"""
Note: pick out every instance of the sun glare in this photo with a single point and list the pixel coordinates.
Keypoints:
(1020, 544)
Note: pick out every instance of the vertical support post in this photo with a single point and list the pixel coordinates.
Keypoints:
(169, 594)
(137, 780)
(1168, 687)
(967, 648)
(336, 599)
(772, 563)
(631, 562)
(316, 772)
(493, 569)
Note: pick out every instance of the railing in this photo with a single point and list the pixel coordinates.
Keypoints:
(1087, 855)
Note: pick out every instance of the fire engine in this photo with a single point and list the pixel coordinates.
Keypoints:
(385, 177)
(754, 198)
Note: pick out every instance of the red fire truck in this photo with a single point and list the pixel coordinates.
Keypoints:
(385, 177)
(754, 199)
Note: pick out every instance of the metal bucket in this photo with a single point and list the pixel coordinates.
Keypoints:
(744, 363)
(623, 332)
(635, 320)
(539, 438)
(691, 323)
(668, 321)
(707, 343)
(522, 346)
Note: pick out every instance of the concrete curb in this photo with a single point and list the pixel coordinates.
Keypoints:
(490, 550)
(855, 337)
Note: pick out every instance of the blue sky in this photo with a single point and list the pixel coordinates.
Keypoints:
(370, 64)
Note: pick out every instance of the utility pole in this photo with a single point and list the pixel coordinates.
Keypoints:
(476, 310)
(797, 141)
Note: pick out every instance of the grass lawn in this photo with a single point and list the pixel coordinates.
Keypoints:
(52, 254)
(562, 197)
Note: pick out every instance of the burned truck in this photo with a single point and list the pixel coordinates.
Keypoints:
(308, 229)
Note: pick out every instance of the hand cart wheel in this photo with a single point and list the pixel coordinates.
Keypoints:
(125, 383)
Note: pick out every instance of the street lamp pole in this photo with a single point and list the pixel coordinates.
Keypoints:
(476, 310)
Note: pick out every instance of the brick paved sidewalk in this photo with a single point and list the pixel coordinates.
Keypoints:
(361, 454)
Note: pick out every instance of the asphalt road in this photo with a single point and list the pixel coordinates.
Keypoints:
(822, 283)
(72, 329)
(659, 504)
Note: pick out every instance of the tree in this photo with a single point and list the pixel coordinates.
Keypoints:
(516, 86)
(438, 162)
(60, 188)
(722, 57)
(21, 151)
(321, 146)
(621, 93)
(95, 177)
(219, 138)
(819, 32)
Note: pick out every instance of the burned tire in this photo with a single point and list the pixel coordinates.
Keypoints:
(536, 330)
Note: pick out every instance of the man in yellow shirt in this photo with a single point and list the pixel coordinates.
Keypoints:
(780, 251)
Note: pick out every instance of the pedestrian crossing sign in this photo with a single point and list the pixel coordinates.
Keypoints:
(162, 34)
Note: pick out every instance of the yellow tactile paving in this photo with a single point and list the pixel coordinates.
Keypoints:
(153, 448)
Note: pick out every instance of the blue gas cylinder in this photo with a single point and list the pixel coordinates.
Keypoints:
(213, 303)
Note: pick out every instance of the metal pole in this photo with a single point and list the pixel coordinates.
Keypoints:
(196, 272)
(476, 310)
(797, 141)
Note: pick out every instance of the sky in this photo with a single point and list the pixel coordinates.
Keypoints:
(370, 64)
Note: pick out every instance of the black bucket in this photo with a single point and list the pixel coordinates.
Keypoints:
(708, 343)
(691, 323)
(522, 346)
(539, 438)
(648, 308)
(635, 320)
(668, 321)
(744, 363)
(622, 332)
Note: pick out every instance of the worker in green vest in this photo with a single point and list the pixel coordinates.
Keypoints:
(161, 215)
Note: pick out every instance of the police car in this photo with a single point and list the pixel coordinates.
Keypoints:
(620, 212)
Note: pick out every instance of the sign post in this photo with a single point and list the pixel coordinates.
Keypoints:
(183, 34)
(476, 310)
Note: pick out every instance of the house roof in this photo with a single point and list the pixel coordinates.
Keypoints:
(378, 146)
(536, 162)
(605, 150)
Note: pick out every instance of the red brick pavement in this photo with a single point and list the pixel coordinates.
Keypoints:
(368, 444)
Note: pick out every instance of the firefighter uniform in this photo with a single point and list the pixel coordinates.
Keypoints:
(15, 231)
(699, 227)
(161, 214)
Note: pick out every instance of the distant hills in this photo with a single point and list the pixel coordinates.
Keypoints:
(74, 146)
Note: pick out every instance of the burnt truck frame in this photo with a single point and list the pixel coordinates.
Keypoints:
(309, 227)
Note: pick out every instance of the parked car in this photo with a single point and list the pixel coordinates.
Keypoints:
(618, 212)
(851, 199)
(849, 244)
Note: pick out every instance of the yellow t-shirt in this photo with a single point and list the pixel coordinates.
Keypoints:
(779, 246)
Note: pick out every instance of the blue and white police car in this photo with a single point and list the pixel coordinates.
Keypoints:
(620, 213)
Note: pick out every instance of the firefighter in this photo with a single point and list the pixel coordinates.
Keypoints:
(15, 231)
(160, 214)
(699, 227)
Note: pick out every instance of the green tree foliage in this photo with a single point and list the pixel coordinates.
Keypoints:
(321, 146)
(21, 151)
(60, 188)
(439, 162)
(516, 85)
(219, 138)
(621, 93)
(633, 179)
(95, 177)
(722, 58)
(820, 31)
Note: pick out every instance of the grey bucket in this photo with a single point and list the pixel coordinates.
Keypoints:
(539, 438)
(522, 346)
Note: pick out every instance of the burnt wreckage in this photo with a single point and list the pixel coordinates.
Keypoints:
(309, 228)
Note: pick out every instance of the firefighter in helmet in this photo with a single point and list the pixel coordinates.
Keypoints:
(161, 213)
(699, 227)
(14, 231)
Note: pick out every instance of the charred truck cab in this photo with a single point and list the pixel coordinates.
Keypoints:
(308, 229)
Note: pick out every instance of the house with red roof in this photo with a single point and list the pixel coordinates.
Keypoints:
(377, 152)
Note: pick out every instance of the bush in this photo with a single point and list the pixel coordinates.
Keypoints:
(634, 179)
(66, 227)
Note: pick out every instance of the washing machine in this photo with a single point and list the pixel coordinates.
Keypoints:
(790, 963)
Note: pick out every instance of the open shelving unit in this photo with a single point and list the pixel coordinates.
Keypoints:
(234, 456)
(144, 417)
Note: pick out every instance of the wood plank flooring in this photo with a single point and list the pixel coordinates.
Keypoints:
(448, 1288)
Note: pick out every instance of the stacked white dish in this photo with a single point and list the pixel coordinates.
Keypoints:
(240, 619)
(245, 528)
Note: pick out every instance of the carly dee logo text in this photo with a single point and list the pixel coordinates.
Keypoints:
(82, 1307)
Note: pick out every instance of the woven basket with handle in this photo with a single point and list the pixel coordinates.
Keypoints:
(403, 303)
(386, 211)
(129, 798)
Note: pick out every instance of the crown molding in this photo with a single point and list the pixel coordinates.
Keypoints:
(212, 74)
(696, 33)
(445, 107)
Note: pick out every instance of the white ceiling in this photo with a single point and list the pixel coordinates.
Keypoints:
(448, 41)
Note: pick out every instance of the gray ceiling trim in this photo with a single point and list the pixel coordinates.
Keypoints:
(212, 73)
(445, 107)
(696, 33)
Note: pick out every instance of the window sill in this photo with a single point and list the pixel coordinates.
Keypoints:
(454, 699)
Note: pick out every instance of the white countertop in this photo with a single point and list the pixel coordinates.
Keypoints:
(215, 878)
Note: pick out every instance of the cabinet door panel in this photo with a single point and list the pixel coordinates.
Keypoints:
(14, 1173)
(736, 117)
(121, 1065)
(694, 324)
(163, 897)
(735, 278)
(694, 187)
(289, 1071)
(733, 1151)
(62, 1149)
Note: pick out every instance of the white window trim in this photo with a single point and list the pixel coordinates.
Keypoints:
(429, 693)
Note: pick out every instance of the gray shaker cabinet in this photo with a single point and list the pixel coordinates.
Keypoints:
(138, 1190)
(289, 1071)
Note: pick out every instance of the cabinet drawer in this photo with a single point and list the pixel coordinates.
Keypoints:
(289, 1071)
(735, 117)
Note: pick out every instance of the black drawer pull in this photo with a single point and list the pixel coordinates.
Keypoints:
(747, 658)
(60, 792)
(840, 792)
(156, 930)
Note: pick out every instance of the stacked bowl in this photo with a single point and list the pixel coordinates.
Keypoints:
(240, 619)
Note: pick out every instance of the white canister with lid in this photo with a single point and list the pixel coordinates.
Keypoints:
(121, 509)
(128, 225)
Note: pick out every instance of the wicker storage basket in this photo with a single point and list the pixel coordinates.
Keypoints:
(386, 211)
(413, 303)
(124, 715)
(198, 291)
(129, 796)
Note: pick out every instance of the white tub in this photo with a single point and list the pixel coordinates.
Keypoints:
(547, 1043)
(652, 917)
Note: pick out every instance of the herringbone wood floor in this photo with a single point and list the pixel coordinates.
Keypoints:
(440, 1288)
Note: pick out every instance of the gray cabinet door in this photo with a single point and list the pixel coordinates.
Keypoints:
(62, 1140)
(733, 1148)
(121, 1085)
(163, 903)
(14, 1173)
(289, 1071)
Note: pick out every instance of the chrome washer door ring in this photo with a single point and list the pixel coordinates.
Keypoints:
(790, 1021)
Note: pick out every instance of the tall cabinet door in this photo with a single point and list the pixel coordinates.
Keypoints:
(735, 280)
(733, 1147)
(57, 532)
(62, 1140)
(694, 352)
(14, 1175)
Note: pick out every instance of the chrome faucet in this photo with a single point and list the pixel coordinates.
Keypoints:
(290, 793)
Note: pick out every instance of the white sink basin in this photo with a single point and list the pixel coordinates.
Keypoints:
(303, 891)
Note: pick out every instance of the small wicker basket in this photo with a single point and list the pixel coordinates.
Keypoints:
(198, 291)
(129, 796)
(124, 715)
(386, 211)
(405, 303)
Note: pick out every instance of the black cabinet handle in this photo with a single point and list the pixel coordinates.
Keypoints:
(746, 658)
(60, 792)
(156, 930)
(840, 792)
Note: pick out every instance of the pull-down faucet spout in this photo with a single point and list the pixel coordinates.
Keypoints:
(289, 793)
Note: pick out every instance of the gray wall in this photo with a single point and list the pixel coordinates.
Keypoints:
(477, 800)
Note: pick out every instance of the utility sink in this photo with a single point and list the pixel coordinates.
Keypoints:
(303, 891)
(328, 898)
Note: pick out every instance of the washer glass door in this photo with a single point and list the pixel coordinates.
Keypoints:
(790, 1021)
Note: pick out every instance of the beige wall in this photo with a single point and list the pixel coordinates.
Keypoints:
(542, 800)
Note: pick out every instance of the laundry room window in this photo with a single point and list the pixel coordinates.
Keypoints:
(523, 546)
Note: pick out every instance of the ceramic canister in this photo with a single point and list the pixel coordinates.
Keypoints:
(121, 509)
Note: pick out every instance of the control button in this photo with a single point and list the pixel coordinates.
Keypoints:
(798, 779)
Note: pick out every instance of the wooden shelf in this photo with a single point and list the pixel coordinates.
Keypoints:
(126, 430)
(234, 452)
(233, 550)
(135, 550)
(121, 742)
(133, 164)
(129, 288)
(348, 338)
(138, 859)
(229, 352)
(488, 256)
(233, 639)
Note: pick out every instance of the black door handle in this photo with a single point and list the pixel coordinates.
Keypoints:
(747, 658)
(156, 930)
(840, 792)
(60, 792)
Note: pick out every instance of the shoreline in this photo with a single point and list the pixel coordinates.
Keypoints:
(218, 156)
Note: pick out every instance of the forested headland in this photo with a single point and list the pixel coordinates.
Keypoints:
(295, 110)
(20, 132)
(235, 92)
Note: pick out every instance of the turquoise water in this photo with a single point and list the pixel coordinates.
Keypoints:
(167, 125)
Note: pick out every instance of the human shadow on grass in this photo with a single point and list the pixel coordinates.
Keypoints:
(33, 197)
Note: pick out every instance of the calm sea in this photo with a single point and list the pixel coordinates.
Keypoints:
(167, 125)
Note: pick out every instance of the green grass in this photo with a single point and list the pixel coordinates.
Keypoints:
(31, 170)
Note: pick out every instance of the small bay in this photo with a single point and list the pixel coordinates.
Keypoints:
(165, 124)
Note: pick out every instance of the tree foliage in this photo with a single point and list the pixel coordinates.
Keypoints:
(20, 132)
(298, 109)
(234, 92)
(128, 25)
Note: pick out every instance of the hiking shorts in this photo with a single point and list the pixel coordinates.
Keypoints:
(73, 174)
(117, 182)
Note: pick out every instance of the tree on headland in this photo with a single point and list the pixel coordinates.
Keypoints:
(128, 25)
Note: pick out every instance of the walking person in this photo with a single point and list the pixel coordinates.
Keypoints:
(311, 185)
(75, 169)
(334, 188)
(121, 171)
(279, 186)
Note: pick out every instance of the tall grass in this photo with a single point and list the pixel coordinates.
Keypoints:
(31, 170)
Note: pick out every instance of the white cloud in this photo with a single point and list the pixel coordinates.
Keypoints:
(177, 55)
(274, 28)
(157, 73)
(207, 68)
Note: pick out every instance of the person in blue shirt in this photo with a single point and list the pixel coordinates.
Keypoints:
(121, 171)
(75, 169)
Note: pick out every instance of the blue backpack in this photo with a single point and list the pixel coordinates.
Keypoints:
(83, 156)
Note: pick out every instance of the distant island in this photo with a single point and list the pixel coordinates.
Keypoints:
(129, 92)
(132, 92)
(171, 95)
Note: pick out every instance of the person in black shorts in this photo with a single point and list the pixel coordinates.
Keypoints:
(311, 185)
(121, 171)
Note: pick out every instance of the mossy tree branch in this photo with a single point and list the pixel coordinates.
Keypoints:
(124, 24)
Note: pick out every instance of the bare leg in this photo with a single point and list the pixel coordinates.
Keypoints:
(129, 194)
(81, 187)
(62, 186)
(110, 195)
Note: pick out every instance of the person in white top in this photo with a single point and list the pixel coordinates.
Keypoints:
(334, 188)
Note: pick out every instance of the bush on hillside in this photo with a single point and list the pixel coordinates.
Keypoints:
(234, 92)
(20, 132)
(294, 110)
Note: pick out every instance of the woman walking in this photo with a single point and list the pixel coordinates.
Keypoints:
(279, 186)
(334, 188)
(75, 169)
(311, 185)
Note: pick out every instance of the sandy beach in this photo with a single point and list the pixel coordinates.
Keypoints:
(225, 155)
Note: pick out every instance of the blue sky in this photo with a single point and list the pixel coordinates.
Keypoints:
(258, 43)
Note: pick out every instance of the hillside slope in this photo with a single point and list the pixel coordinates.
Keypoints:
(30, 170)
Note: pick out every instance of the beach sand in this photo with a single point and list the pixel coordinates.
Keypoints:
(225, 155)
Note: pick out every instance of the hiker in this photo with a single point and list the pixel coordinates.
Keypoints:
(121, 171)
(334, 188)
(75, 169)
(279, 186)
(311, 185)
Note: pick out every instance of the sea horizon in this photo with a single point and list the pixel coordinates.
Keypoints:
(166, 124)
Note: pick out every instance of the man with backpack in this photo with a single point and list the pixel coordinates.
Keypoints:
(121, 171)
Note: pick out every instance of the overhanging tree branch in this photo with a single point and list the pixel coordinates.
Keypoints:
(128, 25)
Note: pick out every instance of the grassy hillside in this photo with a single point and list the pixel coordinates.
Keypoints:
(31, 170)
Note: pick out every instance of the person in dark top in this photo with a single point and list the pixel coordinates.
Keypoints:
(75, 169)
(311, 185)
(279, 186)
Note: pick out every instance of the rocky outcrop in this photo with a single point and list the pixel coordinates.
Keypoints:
"""
» ACTION ITEM:
What lines of the material above hold the string "faucet"? Please copy them.

» EXERCISE SOLUTION:
Note: pick out every instance of the chrome faucet in this photo with a single point and list the pixel coordinates.
Note: pick out every instance of the pull-down faucet spout in this photo with a single point and list the pixel coordinates.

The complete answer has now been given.